Stated exercise: Give only the number of lines in the records below that contain the string "window". Case counts.

Dataset records about object locations:
◇ ◇ ◇ ◇

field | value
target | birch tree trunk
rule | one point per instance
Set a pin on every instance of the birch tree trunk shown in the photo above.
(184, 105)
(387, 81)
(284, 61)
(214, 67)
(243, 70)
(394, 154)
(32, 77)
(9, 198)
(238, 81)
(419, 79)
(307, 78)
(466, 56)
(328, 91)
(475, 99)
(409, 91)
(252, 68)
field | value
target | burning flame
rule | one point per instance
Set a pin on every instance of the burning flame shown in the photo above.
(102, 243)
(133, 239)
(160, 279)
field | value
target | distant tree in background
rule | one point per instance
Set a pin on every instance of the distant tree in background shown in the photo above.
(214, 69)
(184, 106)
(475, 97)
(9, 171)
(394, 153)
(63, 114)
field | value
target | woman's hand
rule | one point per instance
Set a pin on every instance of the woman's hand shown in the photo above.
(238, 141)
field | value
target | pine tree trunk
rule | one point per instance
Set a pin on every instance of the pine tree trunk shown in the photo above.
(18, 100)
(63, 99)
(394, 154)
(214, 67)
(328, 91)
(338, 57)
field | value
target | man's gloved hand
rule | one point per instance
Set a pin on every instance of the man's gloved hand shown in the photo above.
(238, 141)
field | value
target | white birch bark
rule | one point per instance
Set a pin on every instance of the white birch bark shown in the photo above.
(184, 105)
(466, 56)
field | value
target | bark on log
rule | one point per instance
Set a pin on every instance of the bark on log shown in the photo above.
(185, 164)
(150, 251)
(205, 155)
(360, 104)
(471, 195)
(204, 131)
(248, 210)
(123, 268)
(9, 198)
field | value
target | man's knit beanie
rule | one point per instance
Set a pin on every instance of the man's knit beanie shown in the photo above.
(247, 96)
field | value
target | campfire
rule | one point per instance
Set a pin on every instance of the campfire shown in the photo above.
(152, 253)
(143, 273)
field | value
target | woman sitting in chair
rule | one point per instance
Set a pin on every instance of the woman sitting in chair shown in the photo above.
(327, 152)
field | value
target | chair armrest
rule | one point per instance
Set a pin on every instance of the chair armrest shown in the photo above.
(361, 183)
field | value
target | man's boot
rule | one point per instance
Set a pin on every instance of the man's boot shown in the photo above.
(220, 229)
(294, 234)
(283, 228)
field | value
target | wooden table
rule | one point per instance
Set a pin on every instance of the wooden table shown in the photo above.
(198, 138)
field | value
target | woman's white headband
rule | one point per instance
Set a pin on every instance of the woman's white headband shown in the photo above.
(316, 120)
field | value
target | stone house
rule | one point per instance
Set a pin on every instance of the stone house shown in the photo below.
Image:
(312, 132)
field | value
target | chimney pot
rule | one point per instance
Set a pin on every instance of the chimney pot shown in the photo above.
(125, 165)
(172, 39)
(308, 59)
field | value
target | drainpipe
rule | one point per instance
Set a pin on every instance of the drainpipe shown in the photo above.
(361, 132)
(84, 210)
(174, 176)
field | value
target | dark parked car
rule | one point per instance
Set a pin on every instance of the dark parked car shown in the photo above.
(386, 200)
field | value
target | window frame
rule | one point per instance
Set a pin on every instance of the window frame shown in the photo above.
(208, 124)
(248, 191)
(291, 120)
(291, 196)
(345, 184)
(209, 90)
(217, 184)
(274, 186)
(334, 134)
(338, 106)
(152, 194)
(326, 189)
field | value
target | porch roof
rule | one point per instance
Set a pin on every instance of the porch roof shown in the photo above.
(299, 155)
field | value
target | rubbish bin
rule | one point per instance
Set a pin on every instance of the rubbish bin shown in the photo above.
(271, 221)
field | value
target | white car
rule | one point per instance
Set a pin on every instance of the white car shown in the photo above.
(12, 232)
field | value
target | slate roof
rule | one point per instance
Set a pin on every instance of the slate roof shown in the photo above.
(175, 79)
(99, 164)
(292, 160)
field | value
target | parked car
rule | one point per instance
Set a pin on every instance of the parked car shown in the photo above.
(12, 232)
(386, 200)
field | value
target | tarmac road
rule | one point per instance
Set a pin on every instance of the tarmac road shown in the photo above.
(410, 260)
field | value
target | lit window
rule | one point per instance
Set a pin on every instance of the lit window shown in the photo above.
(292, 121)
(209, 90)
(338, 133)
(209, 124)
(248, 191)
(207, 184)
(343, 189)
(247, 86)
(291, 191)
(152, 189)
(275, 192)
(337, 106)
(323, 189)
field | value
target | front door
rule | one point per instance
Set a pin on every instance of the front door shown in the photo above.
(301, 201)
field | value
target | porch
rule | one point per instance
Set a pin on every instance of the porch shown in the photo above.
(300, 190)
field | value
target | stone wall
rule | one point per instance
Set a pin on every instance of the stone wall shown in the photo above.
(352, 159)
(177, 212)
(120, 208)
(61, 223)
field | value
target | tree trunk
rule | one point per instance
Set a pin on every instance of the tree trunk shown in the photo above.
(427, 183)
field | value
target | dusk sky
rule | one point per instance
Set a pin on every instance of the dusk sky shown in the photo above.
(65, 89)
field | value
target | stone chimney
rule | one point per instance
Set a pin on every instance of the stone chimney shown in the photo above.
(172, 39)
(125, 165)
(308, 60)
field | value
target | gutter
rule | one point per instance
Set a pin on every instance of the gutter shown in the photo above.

◇ ◇ ◇ ◇

Reply to the task: 4